EXERCISE OBJECTIVE: Copy all records verbatim.

INPUT RECORDS:
[Begin]

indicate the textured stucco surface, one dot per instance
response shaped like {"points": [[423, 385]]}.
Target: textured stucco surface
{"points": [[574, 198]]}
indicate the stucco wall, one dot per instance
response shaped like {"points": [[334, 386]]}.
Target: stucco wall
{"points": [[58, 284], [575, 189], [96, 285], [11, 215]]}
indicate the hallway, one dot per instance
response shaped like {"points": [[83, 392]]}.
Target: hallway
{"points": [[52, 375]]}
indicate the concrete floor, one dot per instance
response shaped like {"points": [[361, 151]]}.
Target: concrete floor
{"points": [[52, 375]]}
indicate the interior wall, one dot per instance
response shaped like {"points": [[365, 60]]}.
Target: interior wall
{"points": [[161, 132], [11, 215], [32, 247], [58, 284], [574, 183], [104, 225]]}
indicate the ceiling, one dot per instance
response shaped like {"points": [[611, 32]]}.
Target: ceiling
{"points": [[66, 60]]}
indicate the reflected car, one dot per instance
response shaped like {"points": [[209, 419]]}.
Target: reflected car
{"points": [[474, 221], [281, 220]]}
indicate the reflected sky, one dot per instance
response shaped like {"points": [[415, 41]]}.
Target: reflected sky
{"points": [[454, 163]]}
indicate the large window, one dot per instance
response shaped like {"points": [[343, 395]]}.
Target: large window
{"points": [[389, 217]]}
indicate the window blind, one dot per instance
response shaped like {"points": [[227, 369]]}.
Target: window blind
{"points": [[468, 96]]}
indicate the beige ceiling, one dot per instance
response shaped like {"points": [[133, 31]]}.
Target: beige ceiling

[End]

RESULT OF THE TASK:
indicate the textured stucco surface, one dot per instance
response shaped like {"points": [[423, 385]]}.
Target: textured stucco surface
{"points": [[574, 198]]}
indicate the stucco wall, one dot per instance
response shaped like {"points": [[334, 386]]}.
Target: stucco wall
{"points": [[58, 284], [575, 189], [96, 285], [11, 215]]}
indicate the hallway, one dot per instance
response shaped like {"points": [[83, 392]]}.
Target: hallway
{"points": [[52, 375]]}
indicate the concrete floor, one dot per instance
response shaped like {"points": [[361, 151]]}.
Target: concrete floor
{"points": [[52, 375]]}
indicate the interior wall, one dot per instance
response shaped like {"points": [[365, 60]]}.
Target: interior wall
{"points": [[161, 132], [11, 215], [32, 247], [58, 284], [574, 183], [104, 225]]}
indicate the ceiling, one dot per instance
response shaped like {"points": [[611, 32]]}.
Target: ceiling
{"points": [[66, 60]]}
indicate the reflected car, one dot per instance
response shaped like {"points": [[209, 419]]}.
Target: reflected car
{"points": [[474, 221], [281, 220]]}
indicate the reflected sky, one dot per instance
response shaped like {"points": [[415, 41]]}.
Target: reflected sky
{"points": [[454, 163]]}
indicate the large window, one dot per instance
response shaped like {"points": [[343, 395]]}.
Target: large window
{"points": [[389, 217]]}
indicate the window blind, one dot per instance
response shaped like {"points": [[227, 369]]}.
Target: window blind
{"points": [[468, 96]]}
indicate the beige ceiling, one dot per instance
response shaped like {"points": [[133, 31]]}.
Target: beige ceiling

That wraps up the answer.